[What is needed] Transcribe the data that follows in full. Leave out the pictures.

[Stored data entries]
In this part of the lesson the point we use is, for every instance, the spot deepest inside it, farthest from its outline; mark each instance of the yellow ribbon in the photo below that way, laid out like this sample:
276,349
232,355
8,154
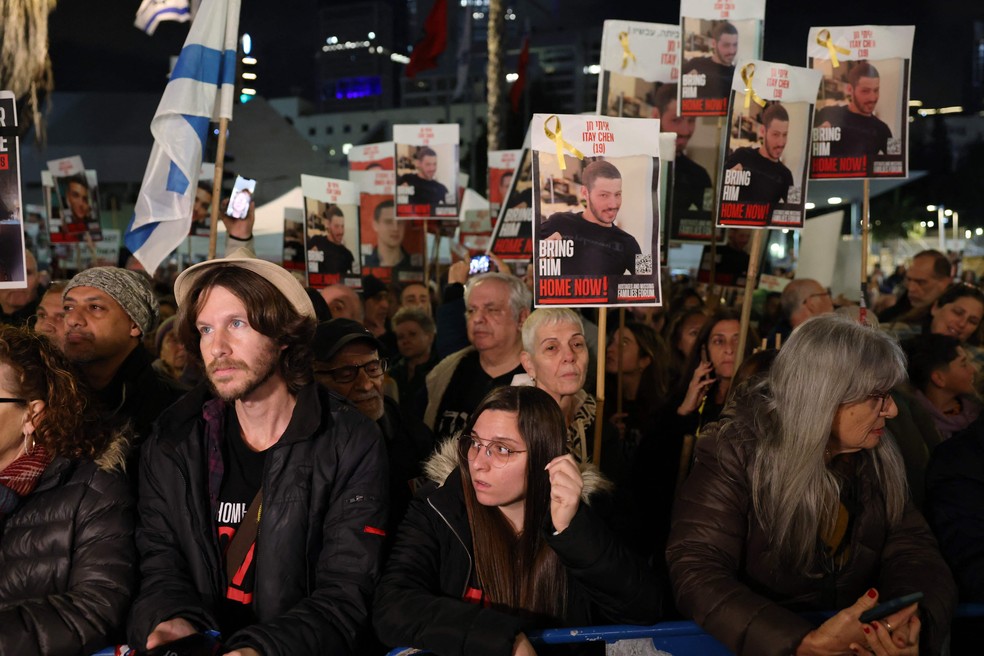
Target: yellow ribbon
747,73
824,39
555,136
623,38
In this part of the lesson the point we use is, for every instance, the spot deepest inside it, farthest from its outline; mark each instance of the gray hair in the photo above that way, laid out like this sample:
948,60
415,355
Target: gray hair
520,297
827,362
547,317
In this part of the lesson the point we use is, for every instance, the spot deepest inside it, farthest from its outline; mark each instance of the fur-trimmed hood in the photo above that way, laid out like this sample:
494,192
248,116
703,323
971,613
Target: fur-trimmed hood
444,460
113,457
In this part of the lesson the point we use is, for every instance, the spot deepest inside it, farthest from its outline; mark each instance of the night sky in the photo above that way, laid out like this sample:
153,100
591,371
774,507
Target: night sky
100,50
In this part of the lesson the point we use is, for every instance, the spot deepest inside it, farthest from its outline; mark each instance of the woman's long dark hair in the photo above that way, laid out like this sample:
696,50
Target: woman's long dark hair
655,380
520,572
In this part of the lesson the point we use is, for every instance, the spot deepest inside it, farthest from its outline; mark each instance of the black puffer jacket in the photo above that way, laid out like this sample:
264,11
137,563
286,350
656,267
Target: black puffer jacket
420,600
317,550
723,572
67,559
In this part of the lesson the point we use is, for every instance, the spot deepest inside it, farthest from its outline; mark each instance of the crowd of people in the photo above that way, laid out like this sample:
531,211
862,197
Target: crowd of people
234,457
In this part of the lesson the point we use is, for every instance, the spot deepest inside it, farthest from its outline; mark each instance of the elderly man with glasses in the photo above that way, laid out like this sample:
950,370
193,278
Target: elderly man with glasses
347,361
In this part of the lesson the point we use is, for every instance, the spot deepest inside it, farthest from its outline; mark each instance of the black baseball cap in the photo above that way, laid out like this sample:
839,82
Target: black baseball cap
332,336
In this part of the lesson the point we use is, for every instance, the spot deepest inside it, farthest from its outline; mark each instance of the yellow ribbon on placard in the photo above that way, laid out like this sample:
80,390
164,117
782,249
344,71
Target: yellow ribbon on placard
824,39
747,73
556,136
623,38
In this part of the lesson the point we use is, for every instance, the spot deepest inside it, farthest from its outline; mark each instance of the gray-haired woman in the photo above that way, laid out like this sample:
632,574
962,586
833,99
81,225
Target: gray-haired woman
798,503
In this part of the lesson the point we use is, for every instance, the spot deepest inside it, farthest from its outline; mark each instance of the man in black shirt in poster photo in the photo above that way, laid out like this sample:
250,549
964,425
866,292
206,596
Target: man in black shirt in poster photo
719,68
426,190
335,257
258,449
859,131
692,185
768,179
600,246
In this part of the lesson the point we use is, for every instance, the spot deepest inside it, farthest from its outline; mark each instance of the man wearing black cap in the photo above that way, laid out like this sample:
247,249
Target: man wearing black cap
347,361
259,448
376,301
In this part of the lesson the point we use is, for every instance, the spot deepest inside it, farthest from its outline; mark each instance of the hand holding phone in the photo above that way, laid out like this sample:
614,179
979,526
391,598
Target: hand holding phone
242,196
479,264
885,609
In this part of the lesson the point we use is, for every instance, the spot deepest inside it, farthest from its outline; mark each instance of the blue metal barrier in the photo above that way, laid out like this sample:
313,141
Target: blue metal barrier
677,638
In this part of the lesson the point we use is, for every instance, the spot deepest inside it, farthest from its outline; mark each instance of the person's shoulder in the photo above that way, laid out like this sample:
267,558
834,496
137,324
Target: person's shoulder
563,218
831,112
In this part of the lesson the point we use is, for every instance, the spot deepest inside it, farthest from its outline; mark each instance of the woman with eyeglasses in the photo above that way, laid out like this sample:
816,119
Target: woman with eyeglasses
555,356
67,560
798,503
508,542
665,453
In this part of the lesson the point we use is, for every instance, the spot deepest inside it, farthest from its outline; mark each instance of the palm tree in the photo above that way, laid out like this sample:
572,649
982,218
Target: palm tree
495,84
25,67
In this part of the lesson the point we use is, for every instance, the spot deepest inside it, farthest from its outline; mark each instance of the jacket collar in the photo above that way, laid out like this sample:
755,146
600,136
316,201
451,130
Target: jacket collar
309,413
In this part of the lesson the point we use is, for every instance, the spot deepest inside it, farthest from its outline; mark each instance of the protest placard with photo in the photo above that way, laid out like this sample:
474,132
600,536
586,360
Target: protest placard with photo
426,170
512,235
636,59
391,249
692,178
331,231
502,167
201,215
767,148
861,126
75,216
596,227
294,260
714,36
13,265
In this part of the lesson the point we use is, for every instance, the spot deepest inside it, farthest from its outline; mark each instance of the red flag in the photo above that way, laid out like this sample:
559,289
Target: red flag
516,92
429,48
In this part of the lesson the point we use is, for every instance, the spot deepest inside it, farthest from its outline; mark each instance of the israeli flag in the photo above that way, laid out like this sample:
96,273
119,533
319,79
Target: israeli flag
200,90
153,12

[Answer to the exercise]
In this part of the lesson the point we use is, for every instance, the spot deepest inside it, farthest from its outline; mark each instance of the yellow ribbon in the photo below that way, laid out like this sample:
276,349
232,355
8,154
Target: yellow ribbon
747,73
824,39
555,136
623,38
In this part of the lesson the point we use is, for every instance, the spot deepest inside it, farthest from its outline; mark each instance of the gray hair in the photo above that way, laid out like this sample:
948,60
415,355
Target: gray hair
520,297
827,362
547,317
In this part of the lesson the point we use is, for every instance, the spot deepest inside it, farthest from its outline; mark each instance of the fur-trimmed hood in the photo above that way, laid out like this sample:
494,192
248,116
703,323
971,613
Target: fur-trimmed hood
444,460
113,457
In this part of the lesson the point we use is, for every instance, the spot deepest inside it, farthest from its outline; mark each instance of the night sky in the photo above that way, laid out like this sample:
153,100
591,371
774,507
Target: night sky
100,50
In this part of the lesson the point we use is, for every instance, the spot deepest inside it, farthest from its outline; mark each instance of the woman's long dark hair in the photo above that way, laid out like this sample:
696,50
Target: woman's long dark hair
655,380
520,572
In this part of the lesson the point we use is, for every instance, the spot deepest inside it, farthest from its outline; mark each instance of the black puffer jacket in the photo above that way, laid out like this sample:
264,11
137,563
286,350
656,267
Target: black puffer jacket
420,600
317,550
723,572
67,559
In this part of the lesson the point we use is, for every instance, the spot deepest inside it, farthest from its outline; mark each instance of the crowd of people in the photo above that way, laid out like this sample:
531,211
862,197
Target: crowd of people
234,457
In this part of the lesson the point we use is, for every instance, the spot deepest inside it, farthest from its outline; mark each instance of the elderly man with glasses in the photo above that way, laid out like this sample:
950,370
193,278
Target: elderly man with glasses
347,361
In this part of the lesson the point we use is, for every instance, the spot deepest inside it, farthest from its outline; mark each instance of the black baseball cap in the photo above that way, laid out like this sample:
839,82
Target: black baseball cap
332,336
In this part of the lesson the point we use is, for every instance, the spot deepest inside it, farthest from its outline; mark each instance of the yellow ribbon on placard in the photo above that way, laid out like this sample:
80,390
164,117
782,249
344,71
Target: yellow ribbon on placard
824,39
747,73
556,136
623,38
In this part of the lesson the point we use is, for every instance, the spot deepest inside it, farthest from its outline; mark each instance of the gray-haired woman in the photo above that way, laid out like this sample:
632,574
962,586
833,99
81,225
Target: gray-haired woman
798,503
In this part of the lesson the point we use is, for every instance, the spot deepest inside it, farthest from its outline; mark each instance of the man in black shirt in poster photo in the photo above that way, laid out like this sample:
250,549
964,425
866,292
206,596
Target: man in black shirt in poster photo
719,68
426,190
335,257
258,449
859,131
692,185
768,179
600,246
In this part of the lesson the point we use is, for every instance, the spot deepest inside it, farthest from its outline; mark each instance of the man wearing black cap in the photo above that way, laid out like this sample:
247,249
Target: man wearing black cap
347,361
259,448
376,301
In this part of the lesson the point we use is, for every instance, the spot deepest inside it, farthest from its outline; mark each instance of the hand holding phone in the photo above that way, laid out like this sample:
614,179
979,526
391,598
Target: hand holding phone
242,196
479,264
885,609
In this part of the lesson the point we use is, for every instance, the spot deepest inside it, farthest from its outline; mark each instance of the blue metal barrier in the photo above that way, laid out like this sample:
313,141
Target: blue metal barrier
677,638
In this part of the lesson the point we use is, for every instance, the spot deepest inside it, farthest from its outline; mark each instance of the person's shoulder in the photo above that way, laid out like this sample:
267,558
834,496
137,324
Target: person's shoulder
563,218
831,112
In this part of the lesson the point we use is, for every instance, the spot deepest inside it, farthest from its outline; mark each instance of the woman with eyeglasses in the photo above that way, laid out like this sample:
816,119
Target: woman with eyeglasses
555,356
67,560
798,503
508,542
665,453
In this part of the lesson the point we use is, for every instance, the spot deepest inside it, farthest from its outline; mark each instance of the palm tree in the photo above that way, laid out like this sample:
572,649
982,218
Target: palm tree
495,84
25,67
In this part of the lesson the point we use is, for every instance, the spot deepest inside it, farthest from its outline; mark each instance of the jacket collar in the photo above that way, laid out like this sample:
755,146
600,136
316,201
451,130
Target: jacket collar
309,413
In this part of the lesson the point we use is, for every instance, the spot deepest inside it, farthest from its outline; mark each instance of the protest placard with photo in the photo above that way, laid out like this sample:
474,132
600,536
586,360
Target: protest placard with photo
426,170
512,235
636,59
391,249
692,178
331,231
502,167
201,215
767,148
861,126
75,216
596,227
294,260
714,36
13,265
In this part of the lesson the point we use is, for every instance, the spot deepest inside it, farthest from its outline; mark each instance of the red flag in the photo above that way, laid out like this sample:
559,289
Target: red flag
516,92
429,48
In this part of the lesson the point we use is, for every instance, the spot deepest inside it, farthest from its outline; mark each instance of the israeli flag in the photo above that way, laid out like this sample:
96,273
119,533
319,79
Target: israeli flag
200,90
153,12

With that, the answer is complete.